- **DETALLES DEL PROBLEMA**:
Traduce al inglés, por favor, esta oración de la reseña sobre Orgía: "Albertí es, ante todo, un músico, con un oído extraordinario para todos los ritmos, los ecos, los matices de una partitura."

- **TEXTO DADO**:
---*---
Tres. Es difícil imaginar una puesta en escena más limpia, más perfecta, más tajante que la que Xavier Albertí ha concebido para Orgía. Albertí es, ante todo, un músico, con un oído extraordinario para todos los ritmos, los ecos, los matices de una partitura. De entrada, ha contado con una traducción al catalán de un gran poeta, Narcís Comadira. Y con tres intérpretes de altura: Pere Arquillué (El Hombre), Lina Lambert (La Mujer) y Alicia Pérez (La Prostituta). Ellas forman parte, por así decirlo, de su 'compañía inestable'. Lina Lambert, una actriz de culto creciente, formada en Londres, se reveló, a sus órdenes, en Libración, de Lluisa Cunillé; desde entonces, su carrera no ha hecho sino crecer en elegancia y densidad poética. Alicia Pérez, fulgurante también desde la Ofelia de su Hamlet, nunca ha dado un paso en falso bajo su batuta. Arquillué trabaja con Albertí por primera vez; es un 'nuevo Arquillué', que comenzó a dejar ver su lado oscuro, inquietante, en su admirable trabajo en Old Times, de Pinter, dirigido por Carme Portaceli, y que aquí está insuperable, haciéndonos comprender que, como se clama en el texto, sus blasfemias son plegarias secretas. La efectividad de una función tan dura y difícil como Orgía se mide por la calidad del silencio que genera en el público: la noche del estreno, sus tres intérpretes salieron a luchar a pelo, en un espacio desnudo, y cortaron la respiración de la audiencia, encerrándola en un puño desde los primeros minutos. Un trabajo tan desnudo como ese espacio, y tan arriesgado como ese texto suicida.
---*---
- **EXTRACTO DE DATOS**:
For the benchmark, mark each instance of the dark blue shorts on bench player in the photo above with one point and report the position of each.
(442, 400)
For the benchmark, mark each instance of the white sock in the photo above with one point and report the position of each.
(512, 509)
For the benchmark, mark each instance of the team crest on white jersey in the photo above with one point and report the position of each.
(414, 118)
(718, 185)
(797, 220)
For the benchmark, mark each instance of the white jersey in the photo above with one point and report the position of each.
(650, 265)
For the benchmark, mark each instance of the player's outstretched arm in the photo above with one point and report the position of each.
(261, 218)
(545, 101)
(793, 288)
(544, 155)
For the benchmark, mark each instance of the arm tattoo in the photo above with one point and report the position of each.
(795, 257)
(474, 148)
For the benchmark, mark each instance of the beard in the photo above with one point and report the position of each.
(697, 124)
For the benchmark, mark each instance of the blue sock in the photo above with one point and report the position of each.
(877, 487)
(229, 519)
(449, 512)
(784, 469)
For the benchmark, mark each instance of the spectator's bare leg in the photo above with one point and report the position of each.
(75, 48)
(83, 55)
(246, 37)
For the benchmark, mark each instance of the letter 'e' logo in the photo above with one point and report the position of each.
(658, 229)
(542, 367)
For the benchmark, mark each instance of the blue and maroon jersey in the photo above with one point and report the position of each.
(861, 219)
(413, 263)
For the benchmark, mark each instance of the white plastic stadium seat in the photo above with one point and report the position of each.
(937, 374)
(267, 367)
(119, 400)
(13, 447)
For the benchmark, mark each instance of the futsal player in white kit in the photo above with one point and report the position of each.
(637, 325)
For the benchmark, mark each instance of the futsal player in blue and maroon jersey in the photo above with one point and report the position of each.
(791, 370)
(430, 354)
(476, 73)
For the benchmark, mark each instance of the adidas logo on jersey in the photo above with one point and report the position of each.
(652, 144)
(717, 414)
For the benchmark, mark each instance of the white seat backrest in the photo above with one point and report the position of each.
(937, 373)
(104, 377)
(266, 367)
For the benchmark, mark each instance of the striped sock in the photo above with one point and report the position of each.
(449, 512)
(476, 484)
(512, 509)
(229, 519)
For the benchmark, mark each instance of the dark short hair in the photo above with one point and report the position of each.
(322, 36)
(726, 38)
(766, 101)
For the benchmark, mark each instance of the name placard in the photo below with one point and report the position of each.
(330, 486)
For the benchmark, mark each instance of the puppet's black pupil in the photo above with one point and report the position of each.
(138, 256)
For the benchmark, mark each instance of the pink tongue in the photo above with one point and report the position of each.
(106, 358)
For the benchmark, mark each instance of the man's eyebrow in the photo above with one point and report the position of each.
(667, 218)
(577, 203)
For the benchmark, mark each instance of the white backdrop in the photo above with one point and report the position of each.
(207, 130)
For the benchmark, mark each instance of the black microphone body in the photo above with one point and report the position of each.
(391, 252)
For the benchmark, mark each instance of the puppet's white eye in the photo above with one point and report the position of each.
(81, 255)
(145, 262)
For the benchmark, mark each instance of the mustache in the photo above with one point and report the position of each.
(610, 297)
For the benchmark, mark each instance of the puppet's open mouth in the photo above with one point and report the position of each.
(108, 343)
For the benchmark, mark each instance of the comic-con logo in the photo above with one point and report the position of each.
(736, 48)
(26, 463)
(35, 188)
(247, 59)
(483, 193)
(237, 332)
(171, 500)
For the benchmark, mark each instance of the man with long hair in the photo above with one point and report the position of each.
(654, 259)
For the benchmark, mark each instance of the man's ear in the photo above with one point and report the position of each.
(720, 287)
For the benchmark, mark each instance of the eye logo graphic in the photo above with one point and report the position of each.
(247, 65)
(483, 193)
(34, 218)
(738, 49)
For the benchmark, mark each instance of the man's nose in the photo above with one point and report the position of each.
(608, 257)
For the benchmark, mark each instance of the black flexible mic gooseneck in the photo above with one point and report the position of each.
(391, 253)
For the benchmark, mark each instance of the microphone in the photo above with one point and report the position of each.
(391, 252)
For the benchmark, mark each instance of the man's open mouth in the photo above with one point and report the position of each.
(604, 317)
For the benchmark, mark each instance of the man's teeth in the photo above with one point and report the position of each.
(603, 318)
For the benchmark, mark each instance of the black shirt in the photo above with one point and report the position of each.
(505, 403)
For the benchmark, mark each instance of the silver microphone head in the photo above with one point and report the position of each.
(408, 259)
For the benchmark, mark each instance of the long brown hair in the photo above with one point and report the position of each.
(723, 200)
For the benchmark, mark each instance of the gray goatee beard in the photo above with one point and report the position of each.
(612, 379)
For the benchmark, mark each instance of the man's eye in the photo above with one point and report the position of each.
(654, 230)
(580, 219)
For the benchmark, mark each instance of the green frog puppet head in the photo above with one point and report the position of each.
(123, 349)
---*---
- **SOLUCIÓN DEL EJERCICIO**:
Albertí is, above all, a musician, with an extraordinary ear for all the rhythms, the echoes, the nuances of a score.